### Task goal
Without changing anything, set down every line shown below.

Collected data entries
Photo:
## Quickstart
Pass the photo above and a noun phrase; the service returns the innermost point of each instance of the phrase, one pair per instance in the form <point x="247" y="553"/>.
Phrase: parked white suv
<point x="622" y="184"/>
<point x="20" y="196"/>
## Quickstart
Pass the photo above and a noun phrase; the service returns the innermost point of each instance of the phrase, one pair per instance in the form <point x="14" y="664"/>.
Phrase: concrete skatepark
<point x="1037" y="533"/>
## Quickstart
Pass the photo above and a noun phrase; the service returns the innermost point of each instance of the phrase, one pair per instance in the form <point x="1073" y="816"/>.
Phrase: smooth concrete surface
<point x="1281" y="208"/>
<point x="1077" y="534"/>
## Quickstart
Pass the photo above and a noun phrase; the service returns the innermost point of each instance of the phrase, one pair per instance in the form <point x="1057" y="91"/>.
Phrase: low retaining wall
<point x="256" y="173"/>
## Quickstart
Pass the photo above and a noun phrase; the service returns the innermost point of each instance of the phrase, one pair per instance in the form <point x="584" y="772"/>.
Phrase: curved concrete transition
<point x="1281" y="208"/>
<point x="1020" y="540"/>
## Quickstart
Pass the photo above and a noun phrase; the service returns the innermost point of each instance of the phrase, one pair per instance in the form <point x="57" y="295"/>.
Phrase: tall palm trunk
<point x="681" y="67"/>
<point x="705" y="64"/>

### The answer
Photo:
## Quickstart
Pass the photo above and a noun phrase; the service returns the innermost point of each instance of the phrase, one pair per instance in the form <point x="247" y="553"/>.
Phrase: parked white suv
<point x="622" y="184"/>
<point x="20" y="196"/>
## Quickstart
Pass the photo above and a noun phrase; the service returns the innermost point of each instance of the phrase, one pair per instance in the form <point x="14" y="664"/>.
Phrase: concrete skatepark
<point x="1037" y="533"/>
## Quickstart
Pass the photo above and a noun phrase; the service returns the innermost point of each instance of the phrase, one pair per instance in the form <point x="1073" y="816"/>.
Phrase: smooth concrete surface
<point x="1281" y="208"/>
<point x="1077" y="534"/>
## Quickstart
Pass the photo above and a noun phrase; the service returns the innermost point of each instance of the phrase, one pair per instance in the form <point x="1057" y="91"/>.
Phrase: low retaining wall
<point x="256" y="173"/>
## Quickstart
Pass the photo above and a noun phrase; the service returns the innermost point of each instance of the phrase, one pair per instance in the form <point x="584" y="772"/>.
Phrase: curved concrete transition
<point x="1281" y="208"/>
<point x="1020" y="540"/>
## Quickstart
Pass the photo above and a noun phrase; the service returns the innermost point of each instance of the phrase, one pair per instance in the form <point x="57" y="295"/>.
Phrase: tall palm trunk
<point x="681" y="67"/>
<point x="705" y="64"/>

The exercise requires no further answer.